What you have to do:
A faithful copy is required. Print each line of the data exactly and omit the pictures.

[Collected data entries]
..............................

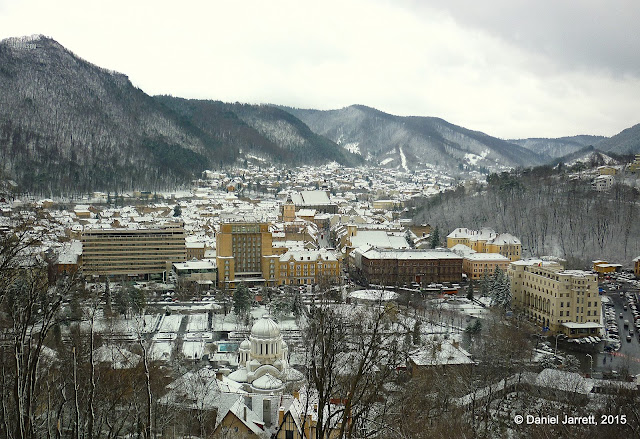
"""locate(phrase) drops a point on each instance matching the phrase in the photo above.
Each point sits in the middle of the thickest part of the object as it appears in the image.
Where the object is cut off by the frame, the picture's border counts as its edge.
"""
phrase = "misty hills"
(555, 148)
(67, 125)
(422, 140)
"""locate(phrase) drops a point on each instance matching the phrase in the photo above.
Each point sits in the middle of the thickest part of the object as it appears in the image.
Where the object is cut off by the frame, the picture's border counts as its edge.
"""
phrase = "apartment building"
(133, 252)
(308, 267)
(475, 265)
(245, 254)
(404, 267)
(486, 240)
(564, 301)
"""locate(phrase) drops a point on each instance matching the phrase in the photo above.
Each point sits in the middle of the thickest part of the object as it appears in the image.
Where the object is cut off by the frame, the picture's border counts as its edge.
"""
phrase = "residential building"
(635, 165)
(404, 267)
(443, 355)
(603, 268)
(318, 200)
(308, 267)
(607, 170)
(602, 183)
(486, 240)
(133, 252)
(197, 271)
(563, 301)
(475, 265)
(245, 254)
(195, 250)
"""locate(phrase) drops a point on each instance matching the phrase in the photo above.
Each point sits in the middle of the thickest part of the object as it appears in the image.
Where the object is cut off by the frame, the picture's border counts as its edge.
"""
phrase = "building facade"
(487, 241)
(245, 254)
(564, 301)
(139, 252)
(308, 267)
(405, 267)
(475, 265)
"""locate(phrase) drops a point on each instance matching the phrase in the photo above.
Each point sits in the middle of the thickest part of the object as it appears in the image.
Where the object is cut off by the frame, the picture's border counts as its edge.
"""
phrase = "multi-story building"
(487, 240)
(141, 252)
(245, 254)
(562, 301)
(404, 267)
(475, 265)
(308, 267)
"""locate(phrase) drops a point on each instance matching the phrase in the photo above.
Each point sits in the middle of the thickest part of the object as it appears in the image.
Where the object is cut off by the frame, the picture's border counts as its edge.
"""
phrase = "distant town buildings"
(405, 267)
(562, 301)
(245, 254)
(133, 252)
(486, 240)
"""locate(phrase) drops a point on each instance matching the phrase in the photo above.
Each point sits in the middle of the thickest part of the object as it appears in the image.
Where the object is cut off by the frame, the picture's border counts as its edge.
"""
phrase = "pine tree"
(470, 290)
(435, 238)
(241, 300)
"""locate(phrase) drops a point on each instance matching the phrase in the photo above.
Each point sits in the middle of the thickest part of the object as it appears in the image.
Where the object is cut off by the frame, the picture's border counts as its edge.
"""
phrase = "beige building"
(132, 252)
(245, 254)
(308, 267)
(486, 240)
(564, 301)
(474, 265)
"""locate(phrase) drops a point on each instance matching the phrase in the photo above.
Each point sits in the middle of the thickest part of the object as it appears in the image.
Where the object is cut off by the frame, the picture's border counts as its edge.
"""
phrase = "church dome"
(265, 328)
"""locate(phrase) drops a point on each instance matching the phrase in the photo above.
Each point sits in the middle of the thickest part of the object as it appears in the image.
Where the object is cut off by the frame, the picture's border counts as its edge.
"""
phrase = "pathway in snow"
(403, 159)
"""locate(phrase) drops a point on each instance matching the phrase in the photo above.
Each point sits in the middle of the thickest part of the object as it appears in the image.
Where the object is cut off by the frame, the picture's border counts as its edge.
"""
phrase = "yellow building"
(603, 268)
(607, 170)
(475, 265)
(132, 252)
(564, 301)
(635, 165)
(244, 254)
(308, 267)
(486, 240)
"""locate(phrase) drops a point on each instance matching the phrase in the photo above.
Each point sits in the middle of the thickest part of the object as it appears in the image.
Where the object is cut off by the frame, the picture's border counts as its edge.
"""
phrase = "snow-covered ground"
(403, 160)
(170, 323)
(197, 323)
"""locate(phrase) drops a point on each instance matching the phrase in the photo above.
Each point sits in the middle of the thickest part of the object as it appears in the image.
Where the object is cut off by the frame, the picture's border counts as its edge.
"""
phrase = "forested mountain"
(265, 131)
(551, 211)
(556, 148)
(625, 142)
(409, 141)
(69, 126)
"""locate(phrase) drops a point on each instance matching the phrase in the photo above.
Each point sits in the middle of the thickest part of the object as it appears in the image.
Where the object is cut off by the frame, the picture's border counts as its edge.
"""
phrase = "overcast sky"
(509, 68)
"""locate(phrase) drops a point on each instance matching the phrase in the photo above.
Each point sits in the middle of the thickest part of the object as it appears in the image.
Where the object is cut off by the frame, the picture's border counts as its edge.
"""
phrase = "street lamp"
(591, 370)
(555, 354)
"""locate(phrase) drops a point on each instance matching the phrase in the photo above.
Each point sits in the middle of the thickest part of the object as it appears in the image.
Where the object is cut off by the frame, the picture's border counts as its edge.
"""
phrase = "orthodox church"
(263, 361)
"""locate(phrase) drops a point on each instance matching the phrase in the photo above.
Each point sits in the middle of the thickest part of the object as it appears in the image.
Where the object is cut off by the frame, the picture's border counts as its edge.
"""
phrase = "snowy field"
(170, 323)
(193, 349)
(197, 322)
(161, 351)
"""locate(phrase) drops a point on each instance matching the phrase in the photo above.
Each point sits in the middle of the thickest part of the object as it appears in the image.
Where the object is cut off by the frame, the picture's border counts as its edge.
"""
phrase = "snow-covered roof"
(375, 253)
(494, 257)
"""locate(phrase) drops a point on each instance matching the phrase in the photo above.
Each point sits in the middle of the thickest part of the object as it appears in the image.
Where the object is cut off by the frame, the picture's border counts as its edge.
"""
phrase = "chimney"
(280, 415)
(266, 411)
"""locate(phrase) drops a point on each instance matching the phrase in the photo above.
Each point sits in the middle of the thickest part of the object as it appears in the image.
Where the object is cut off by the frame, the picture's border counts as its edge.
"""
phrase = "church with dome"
(263, 361)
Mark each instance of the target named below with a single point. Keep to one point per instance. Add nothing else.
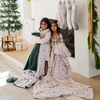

..............................

Answer box:
"""locate(phrase) drops a point on each instance matching the phrase in the photo above.
Each point sits in the middle of the thickest part of the object as it appears in the image.
Where the object is cut off by the frame, the picture's border counts as its edge.
"""
phrase = "misty hills"
(555, 148)
(67, 125)
(422, 140)
"""locate(phrase) drops a point on each instance matching the phrase in the photo above.
Each point sits in the middle of the thickest part of the object as it appears in the image.
Where the object is cut off by the frame, the picture's border counts as its edge.
"""
phrase = "apartment building"
(133, 252)
(308, 267)
(475, 265)
(245, 254)
(404, 267)
(486, 240)
(564, 301)
"""locate(phrase) drops a point on each instance matching the phrase in the photo above.
Each point sits in the middle of the thickest part of the object as it appears in the image.
Where the object is cut off by the frame, the picture's border counts as its edge.
"""
phrase = "residential building"
(635, 165)
(404, 267)
(443, 355)
(603, 268)
(318, 200)
(308, 267)
(607, 170)
(602, 183)
(486, 240)
(133, 252)
(197, 271)
(563, 301)
(475, 265)
(245, 254)
(195, 250)
"""locate(phrase) drops a point on each instance matching the phrase in the photo above.
Each point sits in the middle of the thickest part of the object as it appears in the image.
Where the object is cut off by the frame, the picture's border counts as its edge.
"""
phrase = "building facade"
(487, 241)
(245, 254)
(564, 301)
(139, 252)
(308, 267)
(405, 267)
(475, 265)
"""locate(phrase) drops a point on each instance matching the phrase in the photo above.
Each point sits in the middle of the thickest part of the object as it appears in the image.
Where the object is cut off by the frame, the picture's border counts as its edge.
"""
phrase = "multi-story building"
(487, 240)
(141, 252)
(245, 254)
(562, 301)
(404, 267)
(475, 265)
(308, 267)
"""locate(phrase) drops a point on each instance matching the phrase in the photo above.
Each point sits in the middle of the thickest part of the object as it appears in the image.
Where the object is cut off by the frame, the picture's border counts as its edge.
"""
phrase = "distant town buildings"
(405, 267)
(562, 301)
(245, 254)
(133, 252)
(486, 240)
"""locate(phrase) drops a point on each instance matching the phrase in the photo above.
Each point sits in the middle of the thickest part of the object as it appears in the image.
Where the object is cut off by the frame, the picture's border counts as its edge.
"""
phrase = "pine tree"
(470, 290)
(435, 238)
(241, 300)
"""locate(phrase) drops a point on each instance matching the phrase in the photo above.
Each point sits in the middle of the thickest part of the object as it appears in the image.
Where the object is cut off by the frame, the picture's border counts as its edge.
"""
phrase = "beige building"
(132, 252)
(245, 254)
(308, 267)
(486, 240)
(564, 301)
(474, 265)
"""locate(phrase) drops a point on each instance matching the phrase in the photo above.
Each point sits in the middle of the thickest part of the object as it appears in the image.
Where the object is cut off by the frame, the picture's border counts as its edge.
"""
phrase = "church dome"
(265, 328)
"""locate(phrase) drops a point on each instance matching the phrase in the photo above.
Each point sits in the middle of the thickest part of the object as it appears in the image.
Where the object is cut off by the frame, the picture's border counts as its edge.
"""
phrase = "pathway in snow"
(403, 159)
"""locate(phrase) drops a point on each instance matching the phrase in the photo above.
Each point sits in the middle of the thickest part of the object as it appears in the image.
Where the object is cut off by the frame, the picture's border counts as its edge.
"""
phrase = "yellow building"
(603, 268)
(607, 170)
(475, 265)
(132, 252)
(564, 301)
(635, 165)
(244, 254)
(308, 267)
(486, 240)
"""locate(phrase) drops a point on each instance matching the phrase in the photo above.
Each point sits in the middle of the thickest part of the object as it appears in the image.
Where the object is cut off by the frame, the picture's border counts as its edge.
"""
phrase = "snow-covered ground"
(403, 160)
(170, 323)
(197, 323)
"""locate(phrase) drops a point on each instance matching the phrase in the photo above.
Each point sits in the middle of the thickest part of the object as it appears in the image.
Where the object is cut off by the frame, the picture's border counts as its edge.
"""
phrase = "forested mountain"
(265, 131)
(551, 211)
(556, 148)
(625, 142)
(409, 141)
(69, 126)
"""locate(phrase) drops a point on each instance matching the phrase in the photo above.
Each point sits in the middle of the thickest part of the object as it appears in the image.
Where the object is cut off by the frame, the picture's border counts as its edge.
"""
phrase = "overcast sky"
(509, 68)
"""locate(phrase) drops a point on each instance matching the phrase in the photo above.
Each point sits in the middle of the thickest part of the object as it appears in the image.
Where the object is cut off by the frame, the picture's border counts as its edge.
"""
phrase = "street lamp"
(591, 370)
(555, 354)
"""locate(phrase) drops a point on each instance matching the phrase in the photo above.
Each point sits in the middle of the thickest part of the object as it appears in the image.
Where the object is cut off by the frame, the picture's border counts as its edge.
"""
phrase = "orthodox church"
(263, 361)
"""locate(phrase) drops a point on each instance matching the phrase in the photo above.
Each point sits in the middle of the thickest part of the object as it appears in the image.
Where the object is cut off by the frame, the picture's border counts as its edge.
"""
phrase = "snowy field"
(170, 323)
(193, 349)
(197, 322)
(161, 351)
"""locate(phrase) drops a point on each instance matching the phrase in the photo above.
Each point sits in the middle of the thickest part of the object as it appears in the image.
Where the object is cut off by the frame, the picture's border counts as its edge.
"""
phrase = "snow-covered roof"
(375, 253)
(494, 257)
"""locate(phrase) drops a point on each instance matching the phrase in the photo above.
Each point sits in the middle of the thickest part of the object as it appears in the image.
Where the object is cut off by the frame, the picture's border counts as its edge.
"""
phrase = "chimney"
(280, 415)
(266, 411)
"""locate(phrase) drops a point on each instance matching the phrase in the photo above.
Each point sits in the middle of the thickest part of the object as it appears in the image.
Where the object is cut off by the frame, the picture's border counts as its edge.
"""
phrase = "church with dome"
(263, 361)
Mark each instance of the target named below with a single point. Keep to one point per instance. Add nothing else.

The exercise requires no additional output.